→ Goal
Substitute "Mark" for every occurrence of "Pick out" in all the entries below, and leave everything else unchanged.

Coordinate annotation entries:
## Begin

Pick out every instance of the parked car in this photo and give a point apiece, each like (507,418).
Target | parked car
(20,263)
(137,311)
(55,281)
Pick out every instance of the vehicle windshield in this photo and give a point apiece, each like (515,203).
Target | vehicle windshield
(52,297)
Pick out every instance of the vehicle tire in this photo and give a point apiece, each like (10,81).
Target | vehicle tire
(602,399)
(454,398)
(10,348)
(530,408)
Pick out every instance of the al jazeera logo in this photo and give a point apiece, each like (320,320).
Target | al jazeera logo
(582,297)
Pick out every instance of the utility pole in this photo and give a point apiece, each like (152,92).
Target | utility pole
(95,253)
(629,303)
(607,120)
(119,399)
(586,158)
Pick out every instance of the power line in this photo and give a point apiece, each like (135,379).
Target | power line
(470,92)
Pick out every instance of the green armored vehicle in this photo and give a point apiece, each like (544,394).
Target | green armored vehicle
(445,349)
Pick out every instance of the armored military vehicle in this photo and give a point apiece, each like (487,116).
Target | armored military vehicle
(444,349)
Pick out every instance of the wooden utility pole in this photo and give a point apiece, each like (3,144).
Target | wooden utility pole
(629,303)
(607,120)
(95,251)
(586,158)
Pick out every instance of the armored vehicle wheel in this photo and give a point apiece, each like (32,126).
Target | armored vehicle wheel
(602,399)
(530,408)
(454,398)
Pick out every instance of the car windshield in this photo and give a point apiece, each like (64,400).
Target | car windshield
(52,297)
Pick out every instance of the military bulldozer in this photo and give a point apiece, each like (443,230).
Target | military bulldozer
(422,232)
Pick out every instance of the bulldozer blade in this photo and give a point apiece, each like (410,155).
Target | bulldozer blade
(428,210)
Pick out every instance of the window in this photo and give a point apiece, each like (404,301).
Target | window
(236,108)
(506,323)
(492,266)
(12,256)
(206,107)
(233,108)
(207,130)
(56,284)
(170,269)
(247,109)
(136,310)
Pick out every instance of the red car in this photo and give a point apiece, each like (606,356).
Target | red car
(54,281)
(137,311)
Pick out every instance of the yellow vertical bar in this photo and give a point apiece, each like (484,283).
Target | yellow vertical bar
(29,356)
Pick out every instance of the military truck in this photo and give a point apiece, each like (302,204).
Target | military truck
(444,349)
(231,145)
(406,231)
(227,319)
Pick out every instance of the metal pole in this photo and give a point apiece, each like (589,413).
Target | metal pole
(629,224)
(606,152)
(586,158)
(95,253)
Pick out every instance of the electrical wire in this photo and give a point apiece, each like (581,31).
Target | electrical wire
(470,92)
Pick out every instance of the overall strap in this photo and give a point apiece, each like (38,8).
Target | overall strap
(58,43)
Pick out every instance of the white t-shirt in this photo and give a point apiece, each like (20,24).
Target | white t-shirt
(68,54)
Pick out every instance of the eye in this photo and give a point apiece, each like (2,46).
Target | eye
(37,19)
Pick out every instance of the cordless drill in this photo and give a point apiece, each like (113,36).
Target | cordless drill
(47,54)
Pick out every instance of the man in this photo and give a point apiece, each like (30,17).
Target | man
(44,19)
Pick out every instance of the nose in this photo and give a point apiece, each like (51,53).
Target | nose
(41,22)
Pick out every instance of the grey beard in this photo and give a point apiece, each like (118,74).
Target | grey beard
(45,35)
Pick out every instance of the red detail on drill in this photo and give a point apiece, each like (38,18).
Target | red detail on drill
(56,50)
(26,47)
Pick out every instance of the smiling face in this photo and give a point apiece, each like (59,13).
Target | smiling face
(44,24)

## End

→ Correct output
Mark every instance of the parked car in this photo and give a point apiece, each like (507,418).
Target | parked car
(20,263)
(137,311)
(55,281)
Mark every instance of the vehicle windshield in this photo and give a point apiece, each like (515,203).
Target | vehicle windshield
(52,297)
Mark every instance of the vehicle tire in this photo and give a point apiece, each like (10,81).
Target | vehicle tire
(602,399)
(454,398)
(10,348)
(530,408)
Mark every instance of the al jazeera logo in this photo and give a point apiece, each like (320,320).
Target | al jazeera logo
(582,297)
Mark every instance of the utility pole in this photo and give a point apiece, each like (152,92).
Target | utility pole
(95,253)
(629,303)
(607,120)
(119,399)
(586,158)
Mark every instance of the power line in this photo and give a point apiece, each like (135,379).
Target | power line
(470,92)
Mark every instance of the green armored vehicle in this photo and give a point apiece, each like (544,394).
Target | green armored vehicle
(445,349)
Mark every instance of the armored military vehicle in this photo and give a point apiece, each like (487,116).
Target | armored military vehicle
(444,349)
Mark every instance of the wooden utility pole in this photo and give a point apiece, each like (3,144).
Target | wooden utility pole
(629,303)
(607,120)
(95,251)
(586,158)
Mark every instance of the armored vehicle wheel in this photo and give a point apiece, each like (32,126).
Target | armored vehicle wheel
(602,399)
(530,408)
(454,398)
Mark every instance of the car windshield in this photo and give a point apiece, each like (64,400).
Target | car windshield
(52,297)
Mark every instance of the military bulldozer in this photo and give a point apiece, each like (443,230).
Target | military bulldozer
(422,232)
Mark every instance of the bulldozer blade in this photo and give a point apiece, each like (410,155).
Target | bulldozer blade
(428,210)
Mark every instance of the window in this photo and give a point apiece, each like (404,301).
Target | window
(236,108)
(506,323)
(492,266)
(12,256)
(206,107)
(233,108)
(207,130)
(56,284)
(170,269)
(247,109)
(136,310)
Mark every instance of the red car in this photo and give a point apiece, each like (606,356).
Target | red car
(54,281)
(137,311)
Mark every instance of the yellow vertical bar in this photo and give a point apiece, each like (484,283).
Target | yellow vertical bar
(29,356)
Mark every instance of the military truck in this photo and give a point apiece, each like (302,204).
Target | military truck
(444,349)
(231,145)
(406,231)
(227,319)
Mark every instance of the metal pole in this photo and give a point apiece, each like (589,413).
Target | metal pole
(629,224)
(606,152)
(586,158)
(95,253)
Mark every instance of the electrical wire in this photo and give a point apiece, each like (581,31).
Target | electrical wire
(470,92)
Mark every instance of the overall strap in this photo and give a point apiece, each like (38,8).
Target | overall strap
(58,43)
Mark every instance of the white t-shirt in this photo and give a point apiece, each like (20,24).
Target | white t-shirt
(68,54)
Mark every instance of the eye in this photo and give a point apiece, each like (2,46).
Target | eye
(37,19)
Mark every instance of the cordless drill in this photo and give a point apiece, each like (113,36).
Target | cordless drill
(47,54)
Mark every instance of the man in this photo and give a point apiece, each like (30,17).
Target | man
(44,19)
Mark every instance of the nose in this photo and give a point apiece, each like (51,53).
Target | nose
(41,22)
Mark every instance of the grey beard in this photo and give a point apiece, each like (118,74).
Target | grey beard
(45,35)
Mark every instance of the red detail on drill in this photo and give a point apiece, each like (38,18).
Target | red detail on drill
(56,50)
(26,47)
Mark every instance of the smiling face in this photo and give a point apiece, each like (59,13).
Target | smiling face
(44,24)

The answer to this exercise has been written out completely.